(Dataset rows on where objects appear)
::::::::::
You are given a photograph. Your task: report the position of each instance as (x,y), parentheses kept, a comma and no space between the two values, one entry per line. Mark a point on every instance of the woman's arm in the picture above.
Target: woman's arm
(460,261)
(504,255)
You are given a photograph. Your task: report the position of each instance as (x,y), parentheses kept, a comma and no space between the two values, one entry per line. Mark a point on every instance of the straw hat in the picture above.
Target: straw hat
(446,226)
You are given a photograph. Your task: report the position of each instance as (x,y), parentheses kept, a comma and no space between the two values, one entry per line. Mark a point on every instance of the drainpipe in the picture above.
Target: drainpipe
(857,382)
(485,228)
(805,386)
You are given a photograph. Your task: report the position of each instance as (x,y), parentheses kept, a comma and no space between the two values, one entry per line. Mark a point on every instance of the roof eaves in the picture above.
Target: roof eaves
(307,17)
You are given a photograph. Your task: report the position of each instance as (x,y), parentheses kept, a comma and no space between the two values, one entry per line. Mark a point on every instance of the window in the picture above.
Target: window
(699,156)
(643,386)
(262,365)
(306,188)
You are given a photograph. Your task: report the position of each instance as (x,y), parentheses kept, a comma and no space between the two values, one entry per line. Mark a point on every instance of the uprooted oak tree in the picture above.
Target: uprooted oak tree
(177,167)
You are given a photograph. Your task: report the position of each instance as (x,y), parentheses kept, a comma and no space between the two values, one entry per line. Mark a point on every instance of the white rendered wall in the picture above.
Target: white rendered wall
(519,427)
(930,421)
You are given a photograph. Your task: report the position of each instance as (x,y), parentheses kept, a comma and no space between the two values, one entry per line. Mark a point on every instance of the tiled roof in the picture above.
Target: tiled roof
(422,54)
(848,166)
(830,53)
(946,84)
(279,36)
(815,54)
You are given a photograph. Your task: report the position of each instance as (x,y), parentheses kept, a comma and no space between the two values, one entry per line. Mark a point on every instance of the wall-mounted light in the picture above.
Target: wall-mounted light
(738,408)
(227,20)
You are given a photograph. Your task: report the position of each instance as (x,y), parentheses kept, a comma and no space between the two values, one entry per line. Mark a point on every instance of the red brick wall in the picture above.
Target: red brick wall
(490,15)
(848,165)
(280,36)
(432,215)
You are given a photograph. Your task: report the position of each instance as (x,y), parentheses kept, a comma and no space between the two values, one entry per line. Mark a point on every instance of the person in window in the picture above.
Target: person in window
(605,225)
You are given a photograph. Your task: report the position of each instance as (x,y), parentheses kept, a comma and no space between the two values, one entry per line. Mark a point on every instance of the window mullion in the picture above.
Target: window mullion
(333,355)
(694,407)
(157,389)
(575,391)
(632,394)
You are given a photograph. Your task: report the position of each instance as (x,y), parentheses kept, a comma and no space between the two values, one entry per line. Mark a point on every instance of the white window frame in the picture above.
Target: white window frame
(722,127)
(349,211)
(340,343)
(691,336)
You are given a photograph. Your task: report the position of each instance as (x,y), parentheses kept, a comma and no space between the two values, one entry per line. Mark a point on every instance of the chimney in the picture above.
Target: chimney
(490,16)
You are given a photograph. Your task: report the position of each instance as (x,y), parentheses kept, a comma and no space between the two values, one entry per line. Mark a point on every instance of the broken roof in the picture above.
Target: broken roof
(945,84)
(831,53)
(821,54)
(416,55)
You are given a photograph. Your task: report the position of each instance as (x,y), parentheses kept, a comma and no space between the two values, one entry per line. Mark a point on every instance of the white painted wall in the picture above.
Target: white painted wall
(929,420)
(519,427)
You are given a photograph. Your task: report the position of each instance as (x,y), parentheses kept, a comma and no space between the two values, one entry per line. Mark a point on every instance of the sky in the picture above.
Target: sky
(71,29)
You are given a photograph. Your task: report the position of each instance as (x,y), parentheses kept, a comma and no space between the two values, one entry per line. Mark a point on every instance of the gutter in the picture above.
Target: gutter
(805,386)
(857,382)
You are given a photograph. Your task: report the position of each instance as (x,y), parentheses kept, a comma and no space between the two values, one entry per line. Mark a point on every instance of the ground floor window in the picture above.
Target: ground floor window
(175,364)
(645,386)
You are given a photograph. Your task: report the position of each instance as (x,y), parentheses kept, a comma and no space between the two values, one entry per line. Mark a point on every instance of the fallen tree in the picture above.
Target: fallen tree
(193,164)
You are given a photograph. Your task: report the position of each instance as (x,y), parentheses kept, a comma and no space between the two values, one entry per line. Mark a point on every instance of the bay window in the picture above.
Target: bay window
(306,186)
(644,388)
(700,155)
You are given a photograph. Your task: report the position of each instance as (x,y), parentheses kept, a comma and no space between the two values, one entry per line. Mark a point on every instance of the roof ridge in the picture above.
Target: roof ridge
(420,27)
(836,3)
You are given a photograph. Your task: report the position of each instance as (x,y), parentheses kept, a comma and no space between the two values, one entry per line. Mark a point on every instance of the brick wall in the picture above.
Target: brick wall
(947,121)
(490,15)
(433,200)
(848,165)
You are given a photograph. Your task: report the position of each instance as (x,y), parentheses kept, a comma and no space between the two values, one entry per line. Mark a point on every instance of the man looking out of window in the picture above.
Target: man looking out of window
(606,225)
::::::::::
- [THE TASK]: Reproduce verbatim all lines from the one containing "bay window in the picture above." through the end of the records, with both ends included.

- [FINISHED TASK]:
You are given a photograph. Your task: report the position of each instance as (x,y), parentheses kept, a comma and no space between the two values, one entry per line. Mark a point on every instance of the bay window in the picture above.
Target: bay window
(306,186)
(644,388)
(700,155)
You are given a photograph. Your task: report the position of each instance as (x,y), parentheses kept, a comma and no space between the two values, one entry per line. Mark a point on every instance of the roof ridge in the picture above.
Target: roof ridge
(420,27)
(836,3)
You are given a photograph. Your task: report the position of each instance as (x,y), parentheses kept, a comma and no space between the two values, one entry per line. Mark a point on every instance of the brick wall in the picture above.
Target: brick wall
(947,121)
(490,15)
(433,200)
(848,165)
You are given a photograph. Your task: report the position of each instance as (x,y), parentheses kept, a comma and no space between the two values, one entry per line. Mark a point on every instance of the man looking out of window in the picture above.
Target: man looking out of window
(606,225)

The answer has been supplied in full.